═══ TEXTO ═══

Um apelo à serenidade no meio da turbulência

João Carlos Espada
Público 25/02/2013

Muito já foi dito sobre o regresso de Grândola, Vila Morena ao repertório político nacional. Pessoalmente, penso que o primeiro ponto a sublinhar é que cada um é livre de ter as suas próprias preferências musicais e que os outros pouco ou nada têm a ver com isso. Outro ponto, todavia, consiste em usar uma canção que é símbolo da liberdade para impedir a liberdade de expressão de outros, mesmo que esses outros sejam governantes - mesmo governantes de credibilidade discutível.
Mais grave, contudo, parece-me ser o facto de a canção da liberdade ser usada numa Universidade para impedir a expressão de um argumento de que se discorda. A Universidade é o lar da permanente discórdia tranquila, do confronto civilizado entre pontos de vista rivais. É assim há 2500 anos. Deve imperiosamente continuar a sê-lo e não imagino nenhum argumento, nenhuma indignação legítima, nenhuma causa superior, que possa por um dia que seja interromper essa tradição de liberdade - que deve ser intocável no interior dos muros de uma Universidade.
Finalmente, é legítimo perguntar o que significa realmente o retorno da canção de Zeca Afonso ao repertório político nacional. Costumávamos cantá-la, antes do 25 de Abril de 1974, como forma de protesto contra um regime ditatorial que não respeitava direitos básicos da pessoa e do cidadão. Vivemos hoje em liberdade e democracia constitucional. Vem a propósito usar a canção da liberdade para atacar um Governo eleito livremente e livremente sujeito à crítica e escrutínio públicos?

═══ MATERIAL APRESENTADO ═══

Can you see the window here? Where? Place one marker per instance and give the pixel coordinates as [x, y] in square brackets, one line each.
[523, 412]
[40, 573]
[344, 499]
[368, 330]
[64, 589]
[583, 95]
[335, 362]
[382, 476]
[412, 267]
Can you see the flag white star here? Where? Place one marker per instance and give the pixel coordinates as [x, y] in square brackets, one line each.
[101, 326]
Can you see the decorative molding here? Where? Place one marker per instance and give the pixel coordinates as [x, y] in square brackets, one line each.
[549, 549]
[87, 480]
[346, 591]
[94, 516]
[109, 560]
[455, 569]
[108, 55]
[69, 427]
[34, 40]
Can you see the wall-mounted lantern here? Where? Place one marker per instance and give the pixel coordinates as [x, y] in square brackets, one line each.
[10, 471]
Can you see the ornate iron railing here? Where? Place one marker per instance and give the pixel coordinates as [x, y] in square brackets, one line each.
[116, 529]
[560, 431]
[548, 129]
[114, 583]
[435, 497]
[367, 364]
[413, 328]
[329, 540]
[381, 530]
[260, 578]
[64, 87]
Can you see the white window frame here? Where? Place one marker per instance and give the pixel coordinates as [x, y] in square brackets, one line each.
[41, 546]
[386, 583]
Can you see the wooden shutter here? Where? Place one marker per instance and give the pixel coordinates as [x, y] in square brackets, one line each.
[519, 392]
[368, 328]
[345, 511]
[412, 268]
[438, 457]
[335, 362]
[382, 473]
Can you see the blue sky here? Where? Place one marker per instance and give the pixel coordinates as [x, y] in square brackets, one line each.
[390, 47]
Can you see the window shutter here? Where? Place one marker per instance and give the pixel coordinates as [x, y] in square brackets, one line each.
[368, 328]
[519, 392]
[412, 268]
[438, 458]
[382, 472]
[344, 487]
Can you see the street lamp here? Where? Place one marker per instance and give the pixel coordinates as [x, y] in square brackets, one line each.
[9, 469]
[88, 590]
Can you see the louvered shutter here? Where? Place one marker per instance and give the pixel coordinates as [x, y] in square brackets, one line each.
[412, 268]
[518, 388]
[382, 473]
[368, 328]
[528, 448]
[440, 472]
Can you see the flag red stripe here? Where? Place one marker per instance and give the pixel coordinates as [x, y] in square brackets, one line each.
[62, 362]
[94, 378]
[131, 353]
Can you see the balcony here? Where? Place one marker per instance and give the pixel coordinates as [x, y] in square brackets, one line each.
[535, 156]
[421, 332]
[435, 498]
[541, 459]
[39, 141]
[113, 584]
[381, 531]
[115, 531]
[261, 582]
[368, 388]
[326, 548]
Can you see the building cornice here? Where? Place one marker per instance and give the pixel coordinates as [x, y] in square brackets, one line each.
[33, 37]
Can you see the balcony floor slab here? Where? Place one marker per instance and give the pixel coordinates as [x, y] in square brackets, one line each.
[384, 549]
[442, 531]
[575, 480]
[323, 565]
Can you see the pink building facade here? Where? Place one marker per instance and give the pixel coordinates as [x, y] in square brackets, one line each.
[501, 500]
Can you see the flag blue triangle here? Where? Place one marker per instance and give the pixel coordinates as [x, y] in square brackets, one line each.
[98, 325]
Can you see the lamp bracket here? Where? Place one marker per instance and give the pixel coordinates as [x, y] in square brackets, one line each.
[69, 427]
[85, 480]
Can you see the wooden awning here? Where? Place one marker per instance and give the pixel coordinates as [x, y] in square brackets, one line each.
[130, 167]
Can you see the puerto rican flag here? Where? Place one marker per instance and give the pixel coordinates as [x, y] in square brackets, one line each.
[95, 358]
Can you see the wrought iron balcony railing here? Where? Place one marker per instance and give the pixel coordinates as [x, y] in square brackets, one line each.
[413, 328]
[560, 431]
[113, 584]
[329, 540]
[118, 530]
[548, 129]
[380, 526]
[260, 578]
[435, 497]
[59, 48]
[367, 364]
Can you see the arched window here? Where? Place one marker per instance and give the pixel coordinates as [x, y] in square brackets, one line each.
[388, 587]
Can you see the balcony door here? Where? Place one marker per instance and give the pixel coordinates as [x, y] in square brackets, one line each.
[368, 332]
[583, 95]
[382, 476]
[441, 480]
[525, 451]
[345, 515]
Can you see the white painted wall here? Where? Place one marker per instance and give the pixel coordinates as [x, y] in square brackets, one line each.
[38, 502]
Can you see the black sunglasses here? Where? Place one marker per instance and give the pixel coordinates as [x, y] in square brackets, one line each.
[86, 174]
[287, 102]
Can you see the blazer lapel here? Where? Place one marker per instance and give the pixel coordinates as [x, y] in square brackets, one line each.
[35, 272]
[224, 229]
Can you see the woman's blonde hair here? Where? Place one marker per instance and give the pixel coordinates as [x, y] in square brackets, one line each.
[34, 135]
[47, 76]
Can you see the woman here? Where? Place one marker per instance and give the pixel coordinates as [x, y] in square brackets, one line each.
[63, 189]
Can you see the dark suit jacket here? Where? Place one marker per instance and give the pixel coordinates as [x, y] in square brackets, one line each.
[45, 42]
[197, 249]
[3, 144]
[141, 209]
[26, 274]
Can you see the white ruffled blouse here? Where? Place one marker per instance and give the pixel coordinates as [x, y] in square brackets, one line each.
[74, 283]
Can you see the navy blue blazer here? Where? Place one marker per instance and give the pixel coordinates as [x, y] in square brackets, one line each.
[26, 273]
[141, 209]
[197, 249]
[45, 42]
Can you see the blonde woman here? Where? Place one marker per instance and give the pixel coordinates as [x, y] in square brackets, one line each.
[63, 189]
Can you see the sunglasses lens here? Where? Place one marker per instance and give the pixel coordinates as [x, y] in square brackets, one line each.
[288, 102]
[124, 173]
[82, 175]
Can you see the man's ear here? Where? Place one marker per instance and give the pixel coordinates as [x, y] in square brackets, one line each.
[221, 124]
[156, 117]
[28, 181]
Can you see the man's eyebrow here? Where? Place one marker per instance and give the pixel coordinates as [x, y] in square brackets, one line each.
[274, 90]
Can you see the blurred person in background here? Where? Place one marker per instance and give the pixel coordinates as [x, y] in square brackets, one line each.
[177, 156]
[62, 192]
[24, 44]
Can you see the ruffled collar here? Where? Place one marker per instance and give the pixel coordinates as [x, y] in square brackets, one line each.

═══

--- TAREFA A REALIZAR ---
Dê continuidade ao artigo de opinião sobre o regresso de «Grândola, Vila Morena» ao repertório político nacional, retomando-o logo após a última frase apresentada.

--- RESPOSTA AO EXERCÍCIO ---
Receio que o efeito, eventualmente não intencional, possa ser a desvalorização e não a valorização da democracia. Quando começa a confundir-se a crítica a um Governo e a uma política com a resistência contra a ditadura, algo de fundamental está realmente a ficar confuso. Quem viveu sob a ditadura sabe no entanto que a diferença é óbvia. E deve dizê-la: antes do 25 de Abril, os acontecimentos da semana passada teriam terminado com prisões e cargas policiais e não teriam sido noticiados, muito menos debatidos, nos jornais. Essa é a brutal diferença. Convém não esquecê-la.
Quanto ao Governo, por seu turno, creio que está na altura de parar para pensar, como julgo ter sugerido aqui em Outubro passado. Não propriamente porque discursos dos governantes andem a ser interrompidos, mas porque esses discursos precisam de ser confrontados com os factos.
Este Governo foi eleito com um programa de saneamento do despesismo estatal e de reforma dos privilégios financiados por esse despesismo. Digamos que havia um programa de "libertação da sociedade civil", uma expressão carregada de esperança que foi há muito tempo, creio que logo após o 25 de Abril ou depois do 25 de Novembro, enunciada por Francisco Pinto Balsemão.
Em vez disso, temos assistido a um preocupante, senão mesmo alarmante, aumento da carga fiscal sobre essa mesma sociedade civil. O resultado tem sido a espiral recessiva que hoje é inegável. E, com ela, a quebra das receitas fiscais que se pretendia aumentar. Já aqui sugeri que o resultado final pode estar a ser uma espiral estatizante, através da asfixia da economia e sociedade civis.
Em democracia, regime em que indiscutivelmente vivemos, a pergunta banal que se impõe é a seguinte: em que eleitorado se reconhece este Governo? Para quem fala? Com quem conta? Pode parecer uma pergunta pedestre, mas é uma pergunta importante. Se a resposta fosse, por exemplo, para os portugueses que cumprem a lei e pagam os seus impostos, então a necessária conclusão teria de ser que as expectativas desses eleitores têm de ser tomadas em conta.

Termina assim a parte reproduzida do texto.